What is being asked
Copy the data word for word, keeping every line.

--------------------------------

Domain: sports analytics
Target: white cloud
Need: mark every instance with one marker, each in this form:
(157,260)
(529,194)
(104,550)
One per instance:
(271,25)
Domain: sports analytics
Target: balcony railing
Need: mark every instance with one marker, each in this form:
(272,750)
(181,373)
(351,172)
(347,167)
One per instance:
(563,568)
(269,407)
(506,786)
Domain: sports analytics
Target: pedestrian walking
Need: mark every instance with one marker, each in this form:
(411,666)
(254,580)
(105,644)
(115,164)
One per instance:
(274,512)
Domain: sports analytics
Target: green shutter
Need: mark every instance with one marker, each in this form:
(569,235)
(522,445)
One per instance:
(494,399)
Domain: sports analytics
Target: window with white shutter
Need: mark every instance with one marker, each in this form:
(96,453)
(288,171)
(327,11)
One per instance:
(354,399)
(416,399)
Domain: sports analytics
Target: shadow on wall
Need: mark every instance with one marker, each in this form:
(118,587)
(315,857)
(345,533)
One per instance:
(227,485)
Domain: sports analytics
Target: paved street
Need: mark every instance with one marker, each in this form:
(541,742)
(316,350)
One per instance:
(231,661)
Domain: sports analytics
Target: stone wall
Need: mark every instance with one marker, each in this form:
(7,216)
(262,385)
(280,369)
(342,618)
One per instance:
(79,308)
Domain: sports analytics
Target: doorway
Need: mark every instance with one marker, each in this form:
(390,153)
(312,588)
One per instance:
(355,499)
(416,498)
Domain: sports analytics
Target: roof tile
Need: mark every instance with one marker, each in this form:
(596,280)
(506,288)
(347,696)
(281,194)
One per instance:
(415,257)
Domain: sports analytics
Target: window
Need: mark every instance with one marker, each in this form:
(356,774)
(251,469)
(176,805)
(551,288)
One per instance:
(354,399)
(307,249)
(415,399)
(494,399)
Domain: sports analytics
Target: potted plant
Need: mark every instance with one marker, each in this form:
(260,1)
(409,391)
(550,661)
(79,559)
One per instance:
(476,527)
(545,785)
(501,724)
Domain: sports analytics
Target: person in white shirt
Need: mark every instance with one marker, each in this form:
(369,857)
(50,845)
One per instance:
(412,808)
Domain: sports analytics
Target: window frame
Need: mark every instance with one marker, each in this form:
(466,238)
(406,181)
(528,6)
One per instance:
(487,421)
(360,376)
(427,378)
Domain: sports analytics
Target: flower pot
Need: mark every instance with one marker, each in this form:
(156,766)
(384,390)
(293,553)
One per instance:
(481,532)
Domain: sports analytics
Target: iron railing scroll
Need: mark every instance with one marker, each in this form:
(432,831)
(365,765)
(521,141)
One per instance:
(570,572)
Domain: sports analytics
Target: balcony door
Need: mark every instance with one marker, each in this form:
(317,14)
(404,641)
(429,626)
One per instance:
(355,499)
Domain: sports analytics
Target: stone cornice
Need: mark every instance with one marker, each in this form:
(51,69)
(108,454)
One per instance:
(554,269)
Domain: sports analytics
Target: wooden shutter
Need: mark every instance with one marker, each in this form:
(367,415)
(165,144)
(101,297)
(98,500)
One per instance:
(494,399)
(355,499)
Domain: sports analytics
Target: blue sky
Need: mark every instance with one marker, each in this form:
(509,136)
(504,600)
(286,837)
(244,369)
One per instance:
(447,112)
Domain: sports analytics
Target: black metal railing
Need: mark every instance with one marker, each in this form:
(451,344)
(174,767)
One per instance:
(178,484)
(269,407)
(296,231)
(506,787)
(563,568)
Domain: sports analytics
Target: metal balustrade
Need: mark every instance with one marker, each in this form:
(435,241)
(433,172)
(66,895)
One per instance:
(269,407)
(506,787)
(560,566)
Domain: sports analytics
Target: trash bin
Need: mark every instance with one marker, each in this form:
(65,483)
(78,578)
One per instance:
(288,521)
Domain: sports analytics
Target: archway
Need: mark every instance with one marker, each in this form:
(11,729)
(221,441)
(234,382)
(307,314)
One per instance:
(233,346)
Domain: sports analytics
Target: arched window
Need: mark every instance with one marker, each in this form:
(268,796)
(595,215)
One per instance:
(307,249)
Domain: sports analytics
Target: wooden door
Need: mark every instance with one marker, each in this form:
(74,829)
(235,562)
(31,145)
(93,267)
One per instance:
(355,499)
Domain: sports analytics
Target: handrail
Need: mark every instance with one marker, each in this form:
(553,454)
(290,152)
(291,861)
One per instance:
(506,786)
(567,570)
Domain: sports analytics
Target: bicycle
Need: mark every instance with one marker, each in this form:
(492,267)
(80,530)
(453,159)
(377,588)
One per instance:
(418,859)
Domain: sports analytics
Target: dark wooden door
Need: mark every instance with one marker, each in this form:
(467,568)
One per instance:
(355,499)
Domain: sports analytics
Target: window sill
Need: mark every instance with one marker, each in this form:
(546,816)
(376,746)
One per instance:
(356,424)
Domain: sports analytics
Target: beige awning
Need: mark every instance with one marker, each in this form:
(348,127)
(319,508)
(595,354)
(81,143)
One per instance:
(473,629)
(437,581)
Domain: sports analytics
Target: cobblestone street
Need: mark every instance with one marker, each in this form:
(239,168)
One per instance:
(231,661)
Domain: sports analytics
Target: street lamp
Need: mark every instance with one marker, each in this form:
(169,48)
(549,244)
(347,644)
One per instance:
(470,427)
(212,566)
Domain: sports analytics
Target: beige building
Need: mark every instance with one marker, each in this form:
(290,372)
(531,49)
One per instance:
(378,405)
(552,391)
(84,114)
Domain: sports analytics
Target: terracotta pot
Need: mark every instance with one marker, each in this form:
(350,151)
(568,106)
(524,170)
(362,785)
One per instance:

--------------------------------

Output of the exercise
Domain: sports analytics
Target: white cloud
Need: mark every instance with one marker, each in this form:
(157,260)
(529,194)
(104,550)
One per instance:
(271,25)
Domain: sports analytics
Target: balcony railing
Need: mark every instance with one marker, each in this form:
(272,750)
(181,373)
(351,172)
(347,167)
One per instance:
(563,568)
(269,407)
(506,786)
Domain: sports analytics
Target: pedestrian walking
Need: mark every instance with one marker, each in this form:
(411,666)
(254,580)
(105,644)
(115,164)
One per instance:
(274,512)
Domain: sports analytics
Target: green shutter
Need: mark every instance with one marker, each in this form:
(569,235)
(522,445)
One per instance:
(494,399)
Domain: sports analytics
Target: window with white shutter
Need: mark every instance with one marker, each in this form:
(96,453)
(288,171)
(327,11)
One per instance:
(354,399)
(416,399)
Domain: sports analytics
Target: shadow on wall
Need: mark every instance with one marker, each in this form:
(118,587)
(315,857)
(345,533)
One per instance:
(227,485)
Domain: sports analytics
Target: paved street
Need: mark every instance with one marker, each in this form:
(541,742)
(316,350)
One per instance:
(231,661)
Domain: sports analytics
Target: stone wall
Need: mark every instance with one marker, each in this form:
(7,216)
(262,385)
(280,369)
(342,618)
One per instance:
(79,308)
Domain: sports analytics
Target: doorway
Need: mark every instance with one marker, each in this form:
(390,153)
(312,588)
One per instance:
(355,499)
(416,498)
Domain: sports analytics
Target: roof tile
Need: mark every instance with one marker, each in this form:
(596,280)
(506,288)
(347,696)
(281,194)
One per instance:
(415,257)
Domain: sports analytics
Target: window
Need: mark every instance with one marker, each in this form:
(356,774)
(251,469)
(176,805)
(551,288)
One per instance:
(354,399)
(307,249)
(415,399)
(494,399)
Domain: sports analytics
Target: potted plant
Need: mark every instance with one marker, each in this form:
(260,1)
(409,391)
(550,661)
(79,559)
One per instance:
(476,527)
(545,785)
(501,724)
Domain: sports analytics
Target: person in white shirt
Need: mark every instance with one marker, each in this form:
(369,857)
(50,845)
One per instance:
(412,808)
Domain: sports analytics
Target: window frame
Need: mark every instance with one marker, each in this form:
(466,238)
(406,181)
(528,6)
One per instance:
(487,421)
(360,376)
(427,378)
Domain: sports analytics
Target: flower pot
Need: mark every instance with one marker, each in this form:
(156,766)
(384,390)
(293,553)
One per instance:
(481,532)
Domain: sports analytics
Target: iron railing scroll
Need: mark every instance with one marker, each in this form:
(432,831)
(365,765)
(521,141)
One per instance:
(570,572)
Domain: sports analytics
Target: balcony door
Need: mark every instance with one marker, each in this form:
(317,14)
(404,641)
(429,626)
One per instance:
(355,499)
Domain: sports analytics
Target: stone cornice
Need: mark every instance with one marker, each in this form:
(51,69)
(108,454)
One per instance:
(554,269)
Domain: sports analytics
Target: wooden shutter
Need: mark every instance with one marker, each in this form:
(367,415)
(165,144)
(101,297)
(98,500)
One per instance:
(494,399)
(355,499)
Domain: sports analytics
Target: blue sky
Need: mark every instance with one marker, each in this form:
(509,136)
(504,600)
(286,837)
(244,369)
One per instance:
(447,112)
Domain: sports analytics
Target: black metal railing
Need: mark every instance with one marker, each in this form:
(451,344)
(174,767)
One per instance:
(178,484)
(269,407)
(296,231)
(506,787)
(563,568)
Domain: sports analytics
Target: metal balustrade
Need: mark every instance with one marker, each in this form:
(435,241)
(433,172)
(66,895)
One per instance:
(269,407)
(506,787)
(560,566)
Domain: sports analytics
Target: trash bin
Need: mark every instance with one marker, each in this form:
(65,483)
(78,578)
One per instance:
(288,521)
Domain: sports analytics
Target: archway
Need: mark every instance with one marker, each in this form:
(11,729)
(221,441)
(234,382)
(307,314)
One per instance:
(233,346)
Domain: sports analytics
Target: arched window
Need: mark every instance with one marker, each in this form:
(268,796)
(595,215)
One per instance:
(307,249)
Domain: sports analytics
Target: wooden door
Need: mark every instance with one marker, each in this form:
(74,829)
(235,562)
(31,145)
(93,267)
One per instance:
(355,499)
Domain: sports analytics
Target: handrail
Need: mark every instance with one marker, each in this form:
(553,454)
(290,152)
(291,861)
One per instance:
(506,786)
(567,570)
Domain: sports analytics
Target: bicycle
Need: mark every instance with one marker, each in this form:
(492,267)
(80,530)
(453,159)
(377,588)
One per instance:
(418,859)
Domain: sports analytics
Target: dark wooden door
Need: mark every instance with one marker, each in this form:
(467,568)
One per instance:
(355,499)
Domain: sports analytics
Target: window sill
Need: mark every instance with one marker, each in this form:
(546,816)
(376,746)
One per instance:
(356,424)
Domain: sports analytics
Target: beige awning
Need: mark every instance with one marker, each in this form:
(348,127)
(319,508)
(595,354)
(81,143)
One per instance:
(473,629)
(437,581)
Domain: sports analytics
Target: cobblestone street
Need: mark every instance with one marker, each in this form:
(239,168)
One per instance:
(231,661)
Domain: sports analytics
Target: street lamp
Need: mark every instance with one marker, each in this form:
(169,48)
(549,244)
(347,644)
One per instance:
(470,427)
(212,566)
Domain: sports analytics
Target: beige building
Need: mark every instance with one marker, each in this form:
(290,372)
(531,49)
One per instance:
(378,405)
(552,391)
(84,114)
Domain: sports analytics
Target: terracotta pot
Need: mark every instance with one marker, each in this form:
(350,151)
(568,106)
(524,170)
(362,785)
One per instance:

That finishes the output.